_Task goal_: Using the excerpt on bearish market arguments, say whether each statement agrees with it, and back each yes or no with the deciding words from the excerpt: (a) The Fed ended QT on December 1. (b) GPUs used for intensive training are said to last physically for more than five years. (c) Circular funding is described as an immediate systemic risk.

_Document excerpt_:
======
Bearish Arguments — and Why They May Be Overstated
Weakening labour market A cooling labour market could strengthen the case for rate cuts, which is generally supportive for equity valuations rather than a negative catalyst.
GPU depreciation concerns Extending GPU depreciation periods has recently been mischaracterised as accounting manipulation. While the physical lifespan of GPUs used for intensive training may be only 1–3 years, their economic lifespan can extend beyond five years, as older chips remain highly effective for inference workloads.
Circular funding concerns The so-called “circular funding” issue does not represent an immediate systemic risk. It only becomes problematic if long-term AI demand fails to materialise, leaving highly leveraged players unable to service their debt. As long as real AI adoption and usage continue to expand, this risk remains contained.
Potential Supreme Court loss on tariffs If the Supreme Court rules against Trump’s tariffs, replacement tariff measures or rebate mechanisms could be introduced. While heightened policy uncertainty may temporarily weigh on markets, it is unlikely to derail the broader equity trend.
Tight liquidity With bank reserves nearing perceived “scarcity” levels, the Fed ended QT on December 1 and began technical buying of T-bills (approximately $40 billion per month) to manage liquidity. While officials distinguish this from stimulus, investors increasingly expect a return to quantitative easing in 2026 should liquidity stress persist. Moreover, tighter liquidity conditions could ultimately force the Fed to deliver larger-than-expected rate cuts.
======
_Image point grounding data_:
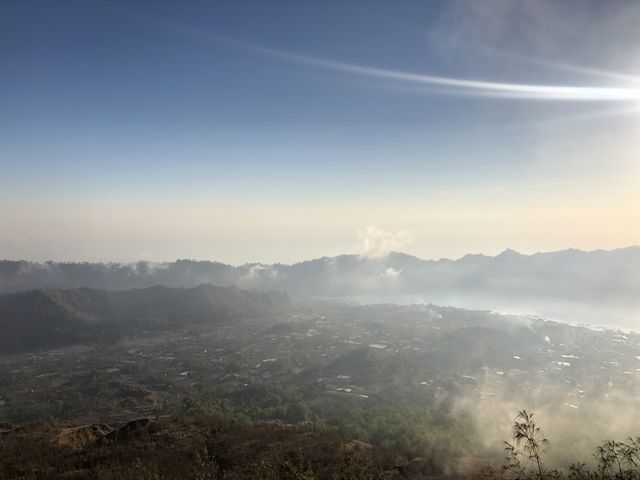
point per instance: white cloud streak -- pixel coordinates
(459, 86)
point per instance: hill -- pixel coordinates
(40, 318)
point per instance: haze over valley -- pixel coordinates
(282, 240)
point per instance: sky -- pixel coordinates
(281, 131)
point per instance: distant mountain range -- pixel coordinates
(44, 318)
(591, 282)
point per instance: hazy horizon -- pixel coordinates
(247, 132)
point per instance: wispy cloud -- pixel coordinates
(442, 84)
(376, 242)
(460, 86)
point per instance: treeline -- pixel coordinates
(525, 458)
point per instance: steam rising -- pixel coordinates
(377, 243)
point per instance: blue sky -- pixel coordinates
(279, 131)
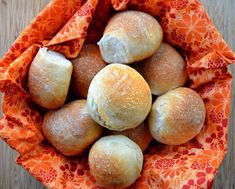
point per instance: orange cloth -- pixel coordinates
(63, 26)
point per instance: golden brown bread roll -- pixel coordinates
(177, 116)
(70, 129)
(130, 36)
(49, 78)
(115, 161)
(119, 98)
(140, 135)
(163, 71)
(85, 66)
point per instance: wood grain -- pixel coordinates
(16, 14)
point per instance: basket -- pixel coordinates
(64, 26)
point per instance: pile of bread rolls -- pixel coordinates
(113, 84)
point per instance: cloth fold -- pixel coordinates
(63, 26)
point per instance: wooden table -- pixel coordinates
(16, 14)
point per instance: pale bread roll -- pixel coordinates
(130, 36)
(85, 67)
(119, 98)
(177, 116)
(115, 161)
(49, 78)
(70, 129)
(140, 135)
(163, 71)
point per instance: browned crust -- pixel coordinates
(70, 129)
(177, 116)
(85, 67)
(163, 71)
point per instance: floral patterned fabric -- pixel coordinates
(63, 26)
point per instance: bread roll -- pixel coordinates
(177, 116)
(70, 129)
(119, 98)
(85, 66)
(130, 36)
(163, 71)
(49, 78)
(140, 135)
(115, 161)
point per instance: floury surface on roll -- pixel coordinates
(177, 116)
(85, 67)
(49, 78)
(70, 129)
(130, 36)
(140, 135)
(119, 98)
(163, 71)
(115, 161)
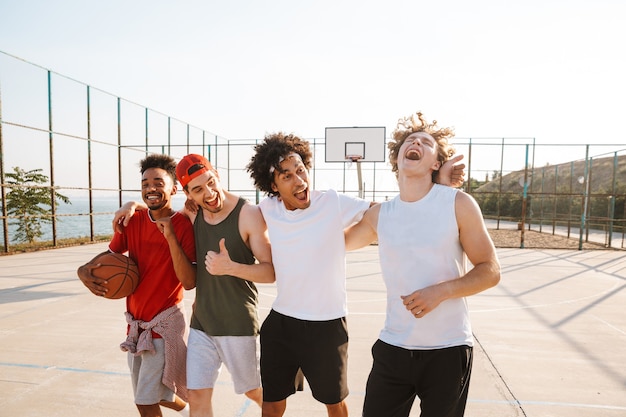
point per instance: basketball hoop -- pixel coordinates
(353, 158)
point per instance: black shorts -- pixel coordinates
(439, 377)
(319, 348)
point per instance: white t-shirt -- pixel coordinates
(419, 246)
(308, 252)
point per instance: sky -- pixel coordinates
(553, 70)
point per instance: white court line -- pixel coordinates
(609, 324)
(570, 301)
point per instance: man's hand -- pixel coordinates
(421, 302)
(218, 263)
(452, 172)
(191, 206)
(164, 224)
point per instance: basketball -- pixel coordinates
(120, 271)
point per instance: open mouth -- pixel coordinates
(413, 155)
(302, 195)
(212, 203)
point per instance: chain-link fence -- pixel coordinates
(88, 143)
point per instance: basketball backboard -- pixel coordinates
(367, 142)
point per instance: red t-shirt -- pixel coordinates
(159, 288)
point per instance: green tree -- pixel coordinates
(30, 202)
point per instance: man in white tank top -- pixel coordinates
(306, 328)
(425, 237)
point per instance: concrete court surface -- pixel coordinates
(550, 339)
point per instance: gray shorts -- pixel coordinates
(146, 372)
(206, 354)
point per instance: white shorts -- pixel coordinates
(206, 354)
(146, 371)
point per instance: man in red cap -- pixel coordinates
(231, 236)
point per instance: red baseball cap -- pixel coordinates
(198, 162)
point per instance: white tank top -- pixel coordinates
(419, 246)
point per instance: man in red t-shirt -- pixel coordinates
(156, 342)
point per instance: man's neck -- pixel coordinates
(160, 213)
(414, 188)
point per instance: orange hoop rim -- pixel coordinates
(354, 157)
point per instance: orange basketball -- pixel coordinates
(120, 271)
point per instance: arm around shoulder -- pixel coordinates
(364, 232)
(253, 230)
(477, 245)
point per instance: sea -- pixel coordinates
(73, 219)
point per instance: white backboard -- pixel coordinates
(368, 142)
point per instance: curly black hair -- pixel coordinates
(165, 162)
(268, 155)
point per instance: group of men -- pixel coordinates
(425, 236)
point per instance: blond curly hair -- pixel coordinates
(417, 123)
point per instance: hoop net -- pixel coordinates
(353, 158)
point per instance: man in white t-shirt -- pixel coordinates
(306, 328)
(425, 237)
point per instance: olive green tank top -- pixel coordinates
(224, 305)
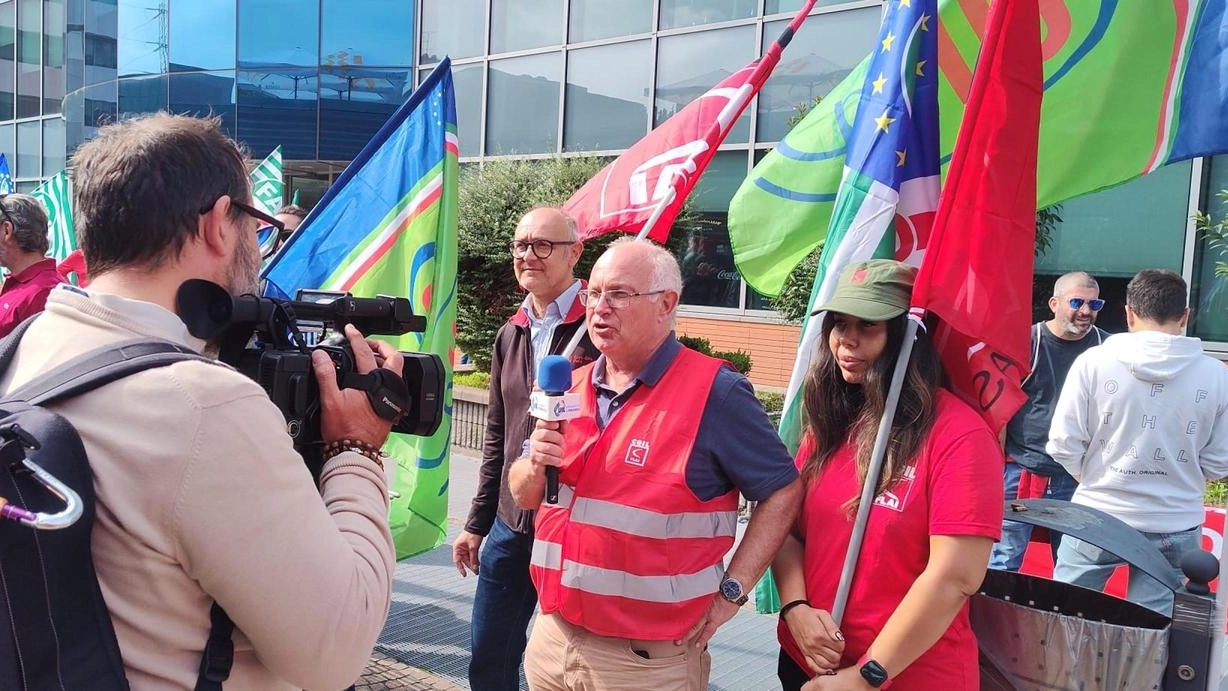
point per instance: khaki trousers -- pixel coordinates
(564, 657)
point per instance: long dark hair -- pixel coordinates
(838, 411)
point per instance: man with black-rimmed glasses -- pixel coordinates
(31, 275)
(545, 248)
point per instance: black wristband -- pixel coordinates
(785, 609)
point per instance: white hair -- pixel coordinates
(666, 274)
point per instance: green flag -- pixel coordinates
(267, 184)
(57, 196)
(1129, 87)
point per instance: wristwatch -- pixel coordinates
(873, 673)
(732, 590)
======
_Exercise result_:
(a) Yes: "the Fed ended QT on December 1"
(b) No: "the physical lifespan of GPUs used for intensive training may be only 1–3 years"
(c) No: "does not represent an immediate systemic risk"